---------- EXERCISE INPUTS ----------

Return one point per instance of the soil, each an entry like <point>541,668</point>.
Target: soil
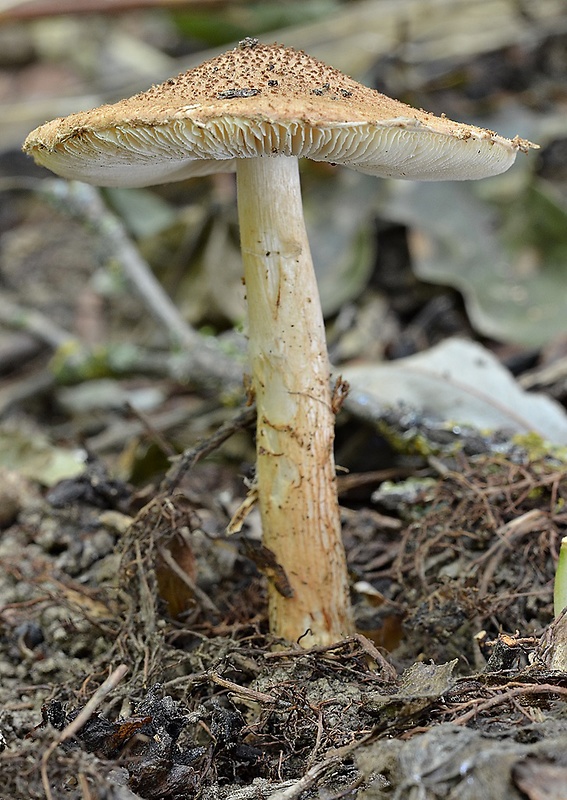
<point>135,658</point>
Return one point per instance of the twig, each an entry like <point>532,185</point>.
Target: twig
<point>82,717</point>
<point>243,691</point>
<point>200,595</point>
<point>84,202</point>
<point>190,457</point>
<point>306,781</point>
<point>507,696</point>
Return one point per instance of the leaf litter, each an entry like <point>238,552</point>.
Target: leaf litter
<point>446,690</point>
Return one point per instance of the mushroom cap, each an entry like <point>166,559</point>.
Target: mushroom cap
<point>263,100</point>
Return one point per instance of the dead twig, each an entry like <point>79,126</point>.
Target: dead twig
<point>243,691</point>
<point>511,692</point>
<point>84,202</point>
<point>189,458</point>
<point>81,719</point>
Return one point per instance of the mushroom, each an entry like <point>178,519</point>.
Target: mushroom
<point>258,109</point>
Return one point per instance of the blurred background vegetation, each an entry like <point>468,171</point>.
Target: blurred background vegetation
<point>402,266</point>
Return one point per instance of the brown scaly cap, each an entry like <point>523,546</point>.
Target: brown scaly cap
<point>263,100</point>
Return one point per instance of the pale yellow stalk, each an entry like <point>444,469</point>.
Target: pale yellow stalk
<point>295,433</point>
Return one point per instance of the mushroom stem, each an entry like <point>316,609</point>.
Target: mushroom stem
<point>290,377</point>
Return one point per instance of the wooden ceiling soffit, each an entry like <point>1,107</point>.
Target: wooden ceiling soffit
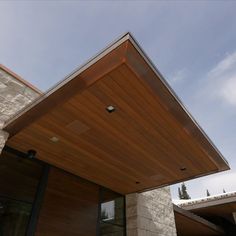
<point>149,141</point>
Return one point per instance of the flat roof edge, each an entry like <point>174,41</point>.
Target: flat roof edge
<point>71,76</point>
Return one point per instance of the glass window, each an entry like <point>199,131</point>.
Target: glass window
<point>112,218</point>
<point>19,178</point>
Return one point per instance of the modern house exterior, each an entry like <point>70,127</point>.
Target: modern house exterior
<point>212,215</point>
<point>96,153</point>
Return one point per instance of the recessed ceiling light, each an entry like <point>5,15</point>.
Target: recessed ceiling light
<point>110,109</point>
<point>54,139</point>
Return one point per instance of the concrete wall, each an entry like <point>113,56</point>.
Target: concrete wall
<point>150,213</point>
<point>15,94</point>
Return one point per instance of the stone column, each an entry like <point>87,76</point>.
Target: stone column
<point>150,213</point>
<point>3,139</point>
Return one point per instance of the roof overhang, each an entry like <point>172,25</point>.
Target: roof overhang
<point>150,140</point>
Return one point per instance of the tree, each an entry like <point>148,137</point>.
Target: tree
<point>183,194</point>
<point>208,194</point>
<point>180,194</point>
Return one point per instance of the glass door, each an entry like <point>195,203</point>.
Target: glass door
<point>19,178</point>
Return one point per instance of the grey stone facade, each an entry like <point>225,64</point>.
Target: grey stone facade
<point>14,94</point>
<point>147,214</point>
<point>150,213</point>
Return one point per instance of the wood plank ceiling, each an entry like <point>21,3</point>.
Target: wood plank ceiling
<point>148,141</point>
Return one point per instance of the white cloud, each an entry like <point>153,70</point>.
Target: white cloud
<point>222,80</point>
<point>214,183</point>
<point>178,76</point>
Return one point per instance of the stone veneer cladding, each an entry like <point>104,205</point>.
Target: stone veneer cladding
<point>150,213</point>
<point>14,95</point>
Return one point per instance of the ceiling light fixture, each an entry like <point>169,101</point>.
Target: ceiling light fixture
<point>54,139</point>
<point>110,109</point>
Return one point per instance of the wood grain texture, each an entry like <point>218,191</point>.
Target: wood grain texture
<point>70,206</point>
<point>142,145</point>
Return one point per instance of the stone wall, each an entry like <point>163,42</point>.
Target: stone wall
<point>15,94</point>
<point>150,213</point>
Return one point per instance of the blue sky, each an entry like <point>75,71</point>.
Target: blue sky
<point>192,43</point>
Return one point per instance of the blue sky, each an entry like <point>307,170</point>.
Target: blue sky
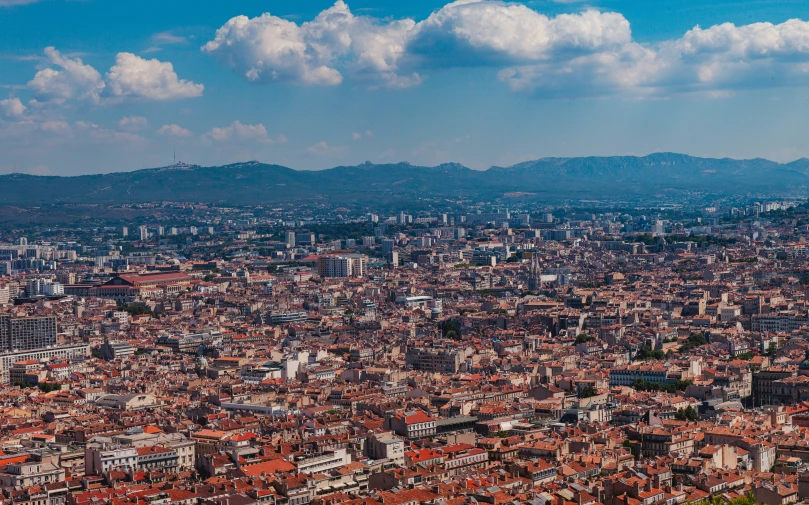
<point>93,86</point>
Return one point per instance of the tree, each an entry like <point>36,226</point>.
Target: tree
<point>451,328</point>
<point>645,353</point>
<point>694,341</point>
<point>589,391</point>
<point>687,414</point>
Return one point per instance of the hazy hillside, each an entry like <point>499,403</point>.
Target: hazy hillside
<point>547,178</point>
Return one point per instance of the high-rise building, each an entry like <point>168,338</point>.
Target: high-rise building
<point>305,238</point>
<point>289,238</point>
<point>26,333</point>
<point>342,265</point>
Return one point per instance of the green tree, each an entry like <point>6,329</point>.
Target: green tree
<point>687,414</point>
<point>588,391</point>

----------

* [WHAT YOU SHOULD DO]:
Images are to be excluded, and each record above written out word for word.

* [OUTPUT BELOW]:
Return one point per instance of the soil, each an entry like <point>541,668</point>.
Target: soil
<point>135,658</point>
Return one point per instance of the twig, each an entry like <point>532,185</point>.
Target: twig
<point>82,717</point>
<point>243,691</point>
<point>200,595</point>
<point>84,202</point>
<point>190,457</point>
<point>306,781</point>
<point>507,696</point>
Return one point per instance of the leaf litter, each an entry like <point>238,552</point>.
Target: leaf litter
<point>446,690</point>
Return one point per instance of the mushroom cap, each an entry like <point>166,559</point>.
Target: mushroom cap
<point>263,100</point>
Return one point per instance of the dead twig, each an entry like <point>79,126</point>.
Target: dead twig
<point>243,691</point>
<point>511,692</point>
<point>84,202</point>
<point>189,458</point>
<point>81,719</point>
Return one point per instance of the mushroom, each an entry like <point>178,519</point>.
Target: mushroom
<point>258,109</point>
Return one point per instance of the blurred background vegetation, each an entry like <point>468,171</point>.
Target: blurred background vegetation
<point>402,266</point>
Return one point per instance of the brown scaly cap, each an entry like <point>523,546</point>.
Target: brown scaly cap
<point>263,100</point>
Return one point per instance of the pale yellow stalk, each an entry like <point>444,469</point>.
Target: pale yellow stalk
<point>295,433</point>
Return one point per instance of the mushroom stem, each an entry like <point>316,609</point>.
Target: mushroom stem
<point>290,377</point>
Return one point per instance of the wooden ceiling soffit, each an entry like <point>1,107</point>.
Target: wooden ceiling soffit
<point>149,141</point>
Return one point per instance of the flat roof edge, each an entry like <point>174,41</point>.
Target: flat roof edge
<point>71,76</point>
Return one point per instance of the glass window, each an entry like <point>199,131</point>.
Target: glass window
<point>112,218</point>
<point>19,178</point>
Return one point per instance of the modern house exterior, each an entry like <point>70,127</point>.
Target: modern house exterior
<point>212,215</point>
<point>96,153</point>
Return one point per instance of the recessed ceiling light, each an entry like <point>5,15</point>.
Target: recessed ceiling light
<point>110,109</point>
<point>54,139</point>
Return one point per instance of the concrete wall, each an entry like <point>113,56</point>.
Target: concrete wall
<point>150,213</point>
<point>15,94</point>
Return one point per instance of the stone column, each an entry like <point>87,76</point>.
Target: stone column
<point>150,213</point>
<point>3,139</point>
Return one point per instance of the roof overhang, each an entry like <point>172,25</point>.
Target: roof overhang
<point>150,140</point>
Return one point per instance of the tree, each an entry like <point>148,137</point>.
Target: tree
<point>183,194</point>
<point>208,194</point>
<point>180,194</point>
Return one point per instance of the glass door, each an entry like <point>195,203</point>.
Target: glass door
<point>19,178</point>
Return one point per instance of the grey stone facade, each an entry like <point>225,64</point>.
Target: grey stone facade
<point>14,94</point>
<point>147,214</point>
<point>150,213</point>
Return one point per instance of the wood plank ceiling, each an entry like <point>21,3</point>.
Target: wood plank ceiling
<point>148,141</point>
Return one point per instance of the white cloud, each an entry like <point>153,70</point>.
Target: white cloud
<point>222,80</point>
<point>214,183</point>
<point>178,76</point>
Return one point per instance of the stone veneer cladding, each an entry like <point>104,205</point>.
Target: stone veneer cladding
<point>150,213</point>
<point>14,95</point>
Return one point per instance of the ceiling light fixture, each an entry like <point>169,101</point>.
Target: ceiling light fixture
<point>54,139</point>
<point>110,109</point>
Return one point per instance of the wood grain texture, each an entry like <point>218,191</point>.
Target: wood grain texture
<point>70,206</point>
<point>142,145</point>
Return one point per instance of the stone wall, each an entry like <point>163,42</point>.
Target: stone wall
<point>15,94</point>
<point>150,213</point>
Return one point per instance of the blue sky, each an entry like <point>75,71</point>.
Target: blue sky
<point>192,43</point>
Return one point per instance of the blue sky, each an entry like <point>307,170</point>.
Target: blue sky
<point>93,86</point>
Return one point per instance of the tree, each an entry like <point>36,226</point>.
Target: tree
<point>451,328</point>
<point>645,353</point>
<point>694,341</point>
<point>589,391</point>
<point>687,414</point>
Return one point per instance of the hazy hillside, each an entry like <point>499,403</point>.
Target: hazy hillside
<point>547,178</point>
Return one point per instance of the high-rise building, each an entry like <point>168,338</point>.
Target: high-rise building
<point>305,238</point>
<point>289,238</point>
<point>26,333</point>
<point>342,265</point>
Return one point per instance of the green tree, each an entry like <point>6,329</point>.
Target: green tree
<point>687,414</point>
<point>588,391</point>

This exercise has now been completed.